## BEGIN
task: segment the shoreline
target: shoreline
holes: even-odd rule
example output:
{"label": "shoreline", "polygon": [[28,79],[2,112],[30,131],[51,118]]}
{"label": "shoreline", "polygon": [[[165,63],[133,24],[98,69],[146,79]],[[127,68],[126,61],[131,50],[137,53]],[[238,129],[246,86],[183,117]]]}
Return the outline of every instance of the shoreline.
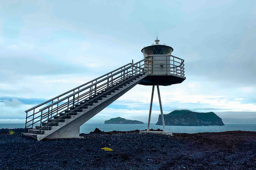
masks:
{"label": "shoreline", "polygon": [[[0,134],[0,169],[254,169],[256,132],[80,133],[38,141]],[[112,151],[105,151],[108,147]]]}

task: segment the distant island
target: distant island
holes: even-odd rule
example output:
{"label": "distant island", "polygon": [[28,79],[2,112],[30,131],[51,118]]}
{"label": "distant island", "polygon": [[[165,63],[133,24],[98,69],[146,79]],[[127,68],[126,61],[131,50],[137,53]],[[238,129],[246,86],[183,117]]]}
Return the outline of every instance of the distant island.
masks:
{"label": "distant island", "polygon": [[138,121],[127,120],[120,117],[117,117],[105,121],[104,124],[144,124],[144,123]]}
{"label": "distant island", "polygon": [[[175,110],[164,115],[165,125],[180,126],[224,126],[222,120],[213,112],[194,112],[188,110]],[[157,125],[162,125],[159,115]]]}

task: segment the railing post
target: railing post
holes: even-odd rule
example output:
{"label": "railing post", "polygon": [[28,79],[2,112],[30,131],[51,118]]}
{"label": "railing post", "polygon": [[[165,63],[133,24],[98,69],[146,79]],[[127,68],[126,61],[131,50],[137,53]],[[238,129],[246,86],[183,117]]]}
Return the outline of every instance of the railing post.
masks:
{"label": "railing post", "polygon": [[25,123],[25,133],[26,133],[26,128],[27,127],[27,119],[28,118],[28,112],[26,112],[26,123]]}
{"label": "railing post", "polygon": [[[74,90],[74,91],[73,92],[73,93],[75,93],[75,90]],[[75,95],[74,95],[73,96],[73,105],[75,105]]]}
{"label": "railing post", "polygon": [[[52,104],[53,103],[53,100],[52,100]],[[51,118],[52,117],[52,109],[51,110]]]}
{"label": "railing post", "polygon": [[[59,98],[58,98],[58,100],[59,100]],[[58,111],[59,110],[59,103],[57,103],[57,113],[56,115],[58,115]]]}
{"label": "railing post", "polygon": [[68,106],[69,105],[69,98],[68,98]]}
{"label": "railing post", "polygon": [[34,125],[34,118],[35,115],[35,109],[34,109],[34,111],[33,111],[33,119],[32,120],[32,128],[33,128],[33,126]]}
{"label": "railing post", "polygon": [[[168,61],[167,60],[167,55],[166,55],[166,74],[168,74],[168,69],[167,68],[168,68],[168,64],[167,64],[167,63],[168,63]],[[171,67],[171,66],[170,66],[170,67]],[[170,68],[170,70],[171,70],[171,69]]]}
{"label": "railing post", "polygon": [[[79,91],[79,89],[78,88],[78,91]],[[79,103],[79,93],[78,93],[78,96],[77,96],[77,103]]]}
{"label": "railing post", "polygon": [[41,133],[41,127],[42,127],[42,116],[43,115],[43,111],[41,111],[41,117],[40,119],[40,129],[39,130],[39,134],[40,134]]}
{"label": "railing post", "polygon": [[[107,76],[107,77],[108,77],[108,75]],[[108,85],[107,85],[108,88],[109,83],[109,78],[108,78]]]}

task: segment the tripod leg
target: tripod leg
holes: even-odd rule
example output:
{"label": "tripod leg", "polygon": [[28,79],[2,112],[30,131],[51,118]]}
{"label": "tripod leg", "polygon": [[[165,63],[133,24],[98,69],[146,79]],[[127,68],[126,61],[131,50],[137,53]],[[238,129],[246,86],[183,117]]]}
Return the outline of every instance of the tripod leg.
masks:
## END
Rewrite every row above with "example output" replaced by "sample output" and all else unchanged. Omit the pictures.

▶ _Response to this task_
task: segment the shoreline
target: shoreline
holes: even-odd rule
sample output:
{"label": "shoreline", "polygon": [[28,79],[2,112],[30,131],[51,118]]}
{"label": "shoreline", "polygon": [[[165,63],[133,24],[98,69],[146,79]],[[127,68],[126,61],[131,50],[137,53]],[[238,129],[246,86],[183,117]]]}
Return the outline of every instance of the shoreline.
masks:
{"label": "shoreline", "polygon": [[[0,134],[0,169],[254,169],[256,132],[80,133],[38,141]],[[112,151],[105,151],[108,147]]]}

task: segment the distant island
target: distant island
holes: even-odd rule
sample output:
{"label": "distant island", "polygon": [[28,79],[2,112],[30,131],[51,118]]}
{"label": "distant island", "polygon": [[[165,63],[133,24],[98,69],[146,79]],[[127,68],[126,61],[131,50],[137,53]],[[238,129],[246,86],[183,117]]]}
Return the outline of every instance of the distant island.
masks:
{"label": "distant island", "polygon": [[138,121],[127,120],[120,117],[117,117],[105,121],[104,124],[144,124],[144,123]]}
{"label": "distant island", "polygon": [[[175,110],[164,115],[165,125],[180,126],[224,126],[222,120],[213,112],[194,112],[188,110]],[[157,125],[162,125],[159,115]]]}

task: segment the railing post
target: railing post
holes: even-odd rule
sample output:
{"label": "railing post", "polygon": [[28,79],[2,112],[30,131],[51,118]]}
{"label": "railing post", "polygon": [[[165,63],[133,24],[98,69],[146,79]],[[127,68],[126,61],[131,50],[137,53]],[[238,129],[246,86],[183,117]]]}
Return the outline of every instance of the railing post.
masks:
{"label": "railing post", "polygon": [[25,123],[25,133],[26,133],[26,128],[27,127],[27,119],[28,118],[28,112],[26,112],[26,123]]}
{"label": "railing post", "polygon": [[[74,90],[74,91],[73,92],[73,93],[75,93],[75,90]],[[75,95],[74,95],[73,96],[73,105],[75,105]]]}
{"label": "railing post", "polygon": [[[52,104],[53,103],[53,100],[52,100]],[[51,118],[52,117],[52,109],[51,110]]]}
{"label": "railing post", "polygon": [[[59,98],[58,98],[58,100],[59,100]],[[58,111],[59,110],[59,103],[57,103],[57,113],[56,115],[58,115]]]}
{"label": "railing post", "polygon": [[68,106],[69,105],[69,98],[68,98]]}
{"label": "railing post", "polygon": [[34,125],[34,118],[35,115],[35,109],[34,109],[34,111],[33,111],[33,119],[32,120],[32,128],[33,128],[33,126]]}
{"label": "railing post", "polygon": [[[168,61],[167,60],[167,55],[166,55],[166,74],[168,74],[168,69],[167,68],[168,68],[168,64],[167,64],[167,63],[168,63]],[[171,67],[171,66],[170,66],[170,67]],[[170,68],[170,70],[171,70],[171,69]]]}
{"label": "railing post", "polygon": [[[79,91],[79,89],[78,88],[78,91]],[[79,103],[79,93],[78,93],[78,96],[77,96],[77,103]]]}
{"label": "railing post", "polygon": [[41,133],[41,127],[42,127],[42,116],[43,115],[43,111],[41,111],[41,117],[40,119],[40,129],[39,130],[39,134],[40,134]]}
{"label": "railing post", "polygon": [[[107,76],[107,77],[108,77],[108,75]],[[108,85],[107,85],[108,88],[109,83],[109,78],[108,78]]]}

task: segment the tripod leg
target: tripod leg
holes: even-odd rule
sample output:
{"label": "tripod leg", "polygon": [[28,79],[2,112],[30,131],[51,118]]}
{"label": "tripod leg", "polygon": [[[165,63],[133,24],[98,69],[146,79]],[[127,68],[126,61],[131,50],[137,53]],[[238,129],[246,86],[183,117]]]}
Return the outline of every instance of the tripod leg.
masks:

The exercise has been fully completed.